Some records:
---

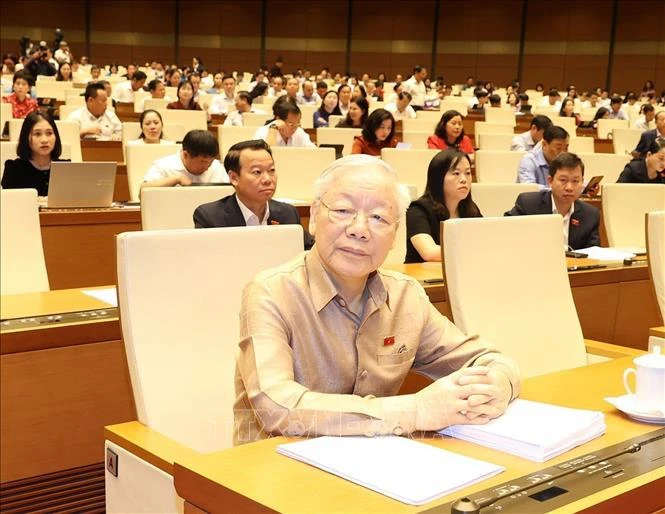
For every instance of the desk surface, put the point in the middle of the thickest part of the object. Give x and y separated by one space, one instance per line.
285 485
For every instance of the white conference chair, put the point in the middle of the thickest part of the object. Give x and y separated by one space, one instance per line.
498 272
497 167
494 141
624 140
581 145
495 199
608 165
181 350
500 115
411 165
655 221
605 127
227 136
298 168
191 120
167 208
624 209
417 139
22 263
139 158
254 119
335 136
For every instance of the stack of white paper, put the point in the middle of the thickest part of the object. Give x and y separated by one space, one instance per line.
404 469
533 430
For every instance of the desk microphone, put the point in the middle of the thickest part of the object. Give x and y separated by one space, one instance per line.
468 506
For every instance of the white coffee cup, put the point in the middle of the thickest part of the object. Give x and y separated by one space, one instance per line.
649 381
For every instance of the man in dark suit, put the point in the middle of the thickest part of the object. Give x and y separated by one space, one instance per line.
251 170
566 180
650 136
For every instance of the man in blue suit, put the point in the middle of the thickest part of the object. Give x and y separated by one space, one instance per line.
566 180
252 173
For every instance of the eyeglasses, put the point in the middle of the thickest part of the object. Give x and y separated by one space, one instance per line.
346 217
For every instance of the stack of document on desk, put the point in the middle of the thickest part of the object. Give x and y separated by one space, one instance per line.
533 430
401 468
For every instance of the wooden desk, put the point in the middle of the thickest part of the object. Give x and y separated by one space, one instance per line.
614 304
61 384
221 482
79 244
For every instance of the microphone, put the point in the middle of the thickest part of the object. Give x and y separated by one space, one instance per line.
469 506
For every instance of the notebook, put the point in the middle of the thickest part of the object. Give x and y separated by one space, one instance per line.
406 470
81 184
533 430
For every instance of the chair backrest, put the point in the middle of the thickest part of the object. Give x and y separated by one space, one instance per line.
255 119
624 140
167 208
417 139
581 145
495 199
565 123
22 264
500 115
656 252
608 165
507 281
494 141
307 118
227 136
483 127
419 125
624 210
605 127
139 159
498 167
181 350
411 165
298 168
191 120
335 136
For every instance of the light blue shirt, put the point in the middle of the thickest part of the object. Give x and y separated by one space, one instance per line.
533 168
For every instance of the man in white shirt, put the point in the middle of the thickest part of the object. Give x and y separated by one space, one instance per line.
195 163
415 86
285 130
400 108
308 95
526 141
94 119
220 103
243 104
124 91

---

Task brief:
Output every entry exactly as given; pictures are not part of the copy.

Expected answer:
For every instance of the desk surface, put the point in the middle of the thickest part of the object. Give x and y separated by one space, one instance per line.
285 485
For every instance of the white conference chair, put the point in the middle of the thickest part of the object. Give x and y separated by one space, one instance per line.
498 272
497 167
494 141
624 140
581 145
495 199
608 165
181 350
500 115
411 165
655 221
605 127
227 136
298 168
191 120
167 208
624 209
417 139
22 263
139 158
254 119
335 136
For every instance of the stack of white paper, put the point in the middle of the thickest part of the object. Give x and y separated by one space, one instance per line.
404 469
533 430
For every instance of the desk microphone, put the point in the middle of the thickest part of the object. Give x and y separated by one space, one instance per line.
468 506
For every instance of the white coffee cup, put the point in the middle of the thickest part of the object. Give x and y separated by one space, one instance per line.
649 381
For every instance of the man in dark suit, put the point in the middle of the thickest part of the object. Give x and y separated by one space, one instance per line.
251 170
566 180
650 136
For every instance of the man in blue suit, put the point in the middle of the thickest part of the object. Give x and y separated by one space, one instance per line.
566 180
252 173
For every instance of the eyeglasses, put the point in the middle of the thickest part of the object. Give x and y separated by one space, one instance per line.
346 217
For every instance of the stack of document on desk, put the point in the middle of the thickest part of the object. Give x and y separated by one space, one instance per line.
533 430
401 468
For every instance of the wooden desk, put the point in the middle of the thickest part of the object. Give x and y separated by one space, one instance per line.
614 304
61 384
221 482
79 244
For every instance of the microphone, put the point in the middle of the thickest part of the object. Give x and y separated by one space, one instance per line.
469 506
For every instance of the notebook, put the point in the middle of the thickest part of the object. Give x and y separated by one space, one instance per line.
406 470
81 184
533 430
For every instance of the chair backrest, put the point in the middle of the thickest part of the object. Give x and y separated by one space, one instance per line.
255 119
624 140
167 208
417 139
581 145
495 199
565 123
22 264
500 115
656 252
608 165
507 281
494 141
307 118
227 136
483 127
419 125
624 210
605 127
139 159
498 167
181 350
411 165
298 168
191 120
335 136
For every instance of the light blue shirt, put the point in the middle of the thickest part of the object. Give x and y separated by one space, one instance per line.
533 168
For every instance of the man in white shirt, put the point in the middle of the thickest part of the object. Give x and y separated by one space, one instance per line.
195 163
415 86
285 130
400 108
308 95
526 141
94 119
220 103
243 104
124 91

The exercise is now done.